• _Stated task 1_
Reproduce the email about archiving and recovering pg_stat_tmp word for word, from its first line to its last.

Re: Archiving and recovering pg_stat_tmp

From: Amit Langote <amitlangote09(at)gmail(dot)com>
To: Sameer Thakur <samthakur74(at)gmail(dot)com>
Cc: Postgres General <pgsql-general(at)postgresql(dot)org>
Subject: Re: Archiving and recovering pg_stat_tmp
Date: 2013-06-21 06:05:01
Message-ID: CA+HiwqGLMH4uJ1hroC+TcEe1sZvNv8NzgZ6D234dR=hV2cF5Uw@mail.gmail.com
Views: Raw Message | Whole Thread | Download mbox | Resend email
Thread:
Lists: pgsql-general

On Fri, Jun 21, 2013 at 2:44 PM, Sameer Thakur <samthakur74(at)gmail(dot)com> wrote:
>
>> >"You need to have statistics recovered to the same state as they were
>> >when you took the FS level backup of your database after shutting down
>> >the server."
>
> Correct
>>
>>
>> >"Shutting down" is important since that is when you would have
>> >statistics files ($PGDATA/pg_stat/*.stat) available to backup. They
>> >capture the statistics as of when the server was shut down.
>> Agreed
>
>
> >What I did:
>>
>>
>> >1) Collect a few statistics in a result file from a currently running
>> >server. For example, the result of the query "select * from
>> >pg_stat_user_tables", into say stats1.txt
>>
>> >2) Clean shut down the server. Take a snapshot of the data directory,
>> >"cp -r $pgdata $pgbkp"

Point labeling data based on photos
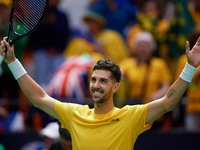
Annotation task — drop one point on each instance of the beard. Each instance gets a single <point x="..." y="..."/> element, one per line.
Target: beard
<point x="103" y="99"/>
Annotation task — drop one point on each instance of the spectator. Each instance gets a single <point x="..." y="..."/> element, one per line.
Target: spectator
<point x="150" y="19"/>
<point x="119" y="14"/>
<point x="148" y="77"/>
<point x="64" y="143"/>
<point x="98" y="39"/>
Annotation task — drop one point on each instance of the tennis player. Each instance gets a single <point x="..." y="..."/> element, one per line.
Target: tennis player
<point x="105" y="126"/>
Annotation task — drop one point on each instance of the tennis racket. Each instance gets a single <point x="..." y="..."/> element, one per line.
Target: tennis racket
<point x="25" y="16"/>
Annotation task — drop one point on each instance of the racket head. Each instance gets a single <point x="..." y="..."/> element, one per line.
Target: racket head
<point x="25" y="17"/>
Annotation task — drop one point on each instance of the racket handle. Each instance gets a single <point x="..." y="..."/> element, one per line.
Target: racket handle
<point x="1" y="58"/>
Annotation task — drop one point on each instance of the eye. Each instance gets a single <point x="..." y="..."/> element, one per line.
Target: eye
<point x="103" y="80"/>
<point x="93" y="79"/>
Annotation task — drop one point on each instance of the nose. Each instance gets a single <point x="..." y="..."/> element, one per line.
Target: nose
<point x="96" y="85"/>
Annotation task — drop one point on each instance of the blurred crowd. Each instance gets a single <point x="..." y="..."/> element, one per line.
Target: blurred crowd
<point x="145" y="37"/>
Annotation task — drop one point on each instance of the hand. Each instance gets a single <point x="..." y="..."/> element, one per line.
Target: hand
<point x="193" y="56"/>
<point x="9" y="55"/>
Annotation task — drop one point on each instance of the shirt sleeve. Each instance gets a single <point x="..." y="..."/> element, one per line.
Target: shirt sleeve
<point x="138" y="115"/>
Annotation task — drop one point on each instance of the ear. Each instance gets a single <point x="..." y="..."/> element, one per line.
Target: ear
<point x="115" y="87"/>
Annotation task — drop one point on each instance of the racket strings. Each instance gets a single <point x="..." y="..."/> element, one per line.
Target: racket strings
<point x="27" y="15"/>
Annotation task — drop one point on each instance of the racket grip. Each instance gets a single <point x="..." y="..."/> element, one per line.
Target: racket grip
<point x="1" y="58"/>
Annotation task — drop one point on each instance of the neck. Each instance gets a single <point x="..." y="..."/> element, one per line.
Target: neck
<point x="105" y="107"/>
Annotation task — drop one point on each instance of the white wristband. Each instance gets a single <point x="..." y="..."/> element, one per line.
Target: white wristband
<point x="188" y="73"/>
<point x="17" y="69"/>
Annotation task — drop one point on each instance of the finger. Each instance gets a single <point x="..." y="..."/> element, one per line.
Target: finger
<point x="198" y="42"/>
<point x="5" y="43"/>
<point x="5" y="38"/>
<point x="187" y="49"/>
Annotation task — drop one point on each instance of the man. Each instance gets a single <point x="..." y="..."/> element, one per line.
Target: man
<point x="105" y="126"/>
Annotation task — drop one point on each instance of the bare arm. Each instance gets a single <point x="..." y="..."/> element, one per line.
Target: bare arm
<point x="167" y="103"/>
<point x="31" y="89"/>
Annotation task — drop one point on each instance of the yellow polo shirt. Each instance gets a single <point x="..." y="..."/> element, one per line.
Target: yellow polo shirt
<point x="157" y="73"/>
<point x="117" y="129"/>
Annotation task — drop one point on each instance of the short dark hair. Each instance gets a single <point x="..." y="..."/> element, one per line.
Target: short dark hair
<point x="64" y="133"/>
<point x="106" y="64"/>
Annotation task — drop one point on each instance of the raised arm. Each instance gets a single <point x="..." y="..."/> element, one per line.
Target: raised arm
<point x="30" y="88"/>
<point x="167" y="103"/>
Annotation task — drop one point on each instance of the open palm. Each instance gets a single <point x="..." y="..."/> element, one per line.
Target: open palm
<point x="193" y="56"/>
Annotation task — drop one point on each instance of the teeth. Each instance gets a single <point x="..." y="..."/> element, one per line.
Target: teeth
<point x="97" y="92"/>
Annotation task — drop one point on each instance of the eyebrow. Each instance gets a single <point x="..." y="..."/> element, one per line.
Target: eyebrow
<point x="105" y="79"/>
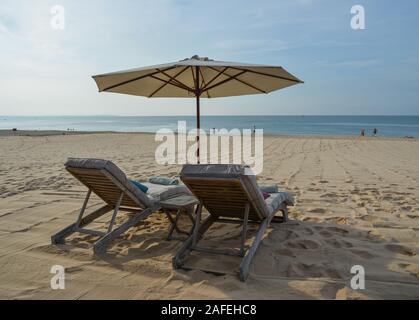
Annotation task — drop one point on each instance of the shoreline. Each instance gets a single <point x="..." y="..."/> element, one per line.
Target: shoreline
<point x="45" y="133"/>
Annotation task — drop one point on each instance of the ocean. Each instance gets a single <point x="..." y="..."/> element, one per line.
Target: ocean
<point x="391" y="126"/>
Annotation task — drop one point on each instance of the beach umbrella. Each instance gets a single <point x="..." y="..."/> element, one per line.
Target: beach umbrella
<point x="197" y="78"/>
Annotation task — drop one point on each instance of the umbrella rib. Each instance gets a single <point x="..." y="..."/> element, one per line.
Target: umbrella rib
<point x="268" y="75"/>
<point x="135" y="79"/>
<point x="173" y="84"/>
<point x="225" y="80"/>
<point x="203" y="81"/>
<point x="167" y="82"/>
<point x="243" y="82"/>
<point x="213" y="79"/>
<point x="194" y="81"/>
<point x="175" y="80"/>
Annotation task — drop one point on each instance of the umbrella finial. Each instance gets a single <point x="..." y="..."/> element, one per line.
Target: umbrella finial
<point x="197" y="57"/>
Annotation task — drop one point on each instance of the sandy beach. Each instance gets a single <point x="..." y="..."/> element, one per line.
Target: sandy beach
<point x="357" y="204"/>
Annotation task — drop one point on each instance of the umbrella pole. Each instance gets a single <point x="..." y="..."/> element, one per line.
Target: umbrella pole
<point x="198" y="125"/>
<point x="198" y="113"/>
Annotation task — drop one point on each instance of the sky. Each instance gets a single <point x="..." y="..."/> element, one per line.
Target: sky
<point x="47" y="71"/>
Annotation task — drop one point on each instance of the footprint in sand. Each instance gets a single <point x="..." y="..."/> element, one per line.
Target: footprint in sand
<point x="313" y="189"/>
<point x="339" y="244"/>
<point x="396" y="248"/>
<point x="317" y="210"/>
<point x="325" y="234"/>
<point x="303" y="244"/>
<point x="362" y="253"/>
<point x="340" y="231"/>
<point x="413" y="269"/>
<point x="285" y="252"/>
<point x="329" y="195"/>
<point x="308" y="231"/>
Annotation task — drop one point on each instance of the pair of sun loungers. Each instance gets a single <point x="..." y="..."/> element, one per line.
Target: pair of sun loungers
<point x="229" y="193"/>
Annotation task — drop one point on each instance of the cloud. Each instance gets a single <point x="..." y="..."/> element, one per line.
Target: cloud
<point x="352" y="63"/>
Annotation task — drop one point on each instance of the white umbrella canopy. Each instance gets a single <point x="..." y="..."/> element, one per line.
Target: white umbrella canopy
<point x="197" y="78"/>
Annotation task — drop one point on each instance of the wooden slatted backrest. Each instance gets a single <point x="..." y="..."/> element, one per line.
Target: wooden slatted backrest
<point x="224" y="197"/>
<point x="105" y="186"/>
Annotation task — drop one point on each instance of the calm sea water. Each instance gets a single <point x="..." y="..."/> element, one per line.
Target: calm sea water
<point x="397" y="126"/>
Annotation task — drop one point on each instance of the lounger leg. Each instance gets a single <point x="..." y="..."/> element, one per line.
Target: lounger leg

• _Stated task 2_
Find every line in the entries above that contains the word "white" and copy each one.

• _Finished answer 1_
Re: Archiving and recovering pg_stat_tmp

From: Amit Langote <amitlangote09(at)gmail(dot)com>
To: Sameer Thakur <samthakur74(at)gmail(dot)com>
Cc: Postgres General <pgsql-general(at)postgresql(dot)org>
Subject: Re: Archiving and recovering pg_stat_tmp
Date: 2013-06-21 06:05:01
Message-ID: CA+HiwqGLMH4uJ1hroC+TcEe1sZvNv8NzgZ6D234dR=hV2cF5Uw@mail.gmail.com
Views: Raw Message | Whole Thread | Download mbox | Resend email
Thread:
Lists: pgsql-general

On Fri, Jun 21, 2013 at 2:44 PM, Sameer Thakur <samthakur74(at)gmail(dot)com> wrote:
>
>> >"You need to have statistics recovered to the same state as they were
>> >when you took the FS level backup of your database after shutting down
>> >the server."
>
> Correct
>>
>>
>> >"Shutting down" is important since that is when you would have
>> >statistics files ($PGDATA/pg_stat/*.stat) available to backup. They
>> >capture the statistics as of when the server was shut down.
>> Agreed
>
>
> >What I did:
>>
>>
>> >1) Collect a few statistics in a result file from a currently running
>> >server. For example, the result of the query "select * from
>> >pg_stat_user_tables", into say stats1.txt
>>
>> >2) Clean shut down the server. Take a snapshot of the data directory,
>> >"cp -r $pgdata $pgbkp"

• _Finished answer 2_
Annotation task — drop one point on each instance of the white wristband. Each instance gets a single <point x="..." y="..."/> element, one per line.
Target: white wristband
Annotation task — drop one point on each instance of the white umbrella canopy. Each instance gets a single <point x="..." y="..."/> element, one per line.
Target: white umbrella canopy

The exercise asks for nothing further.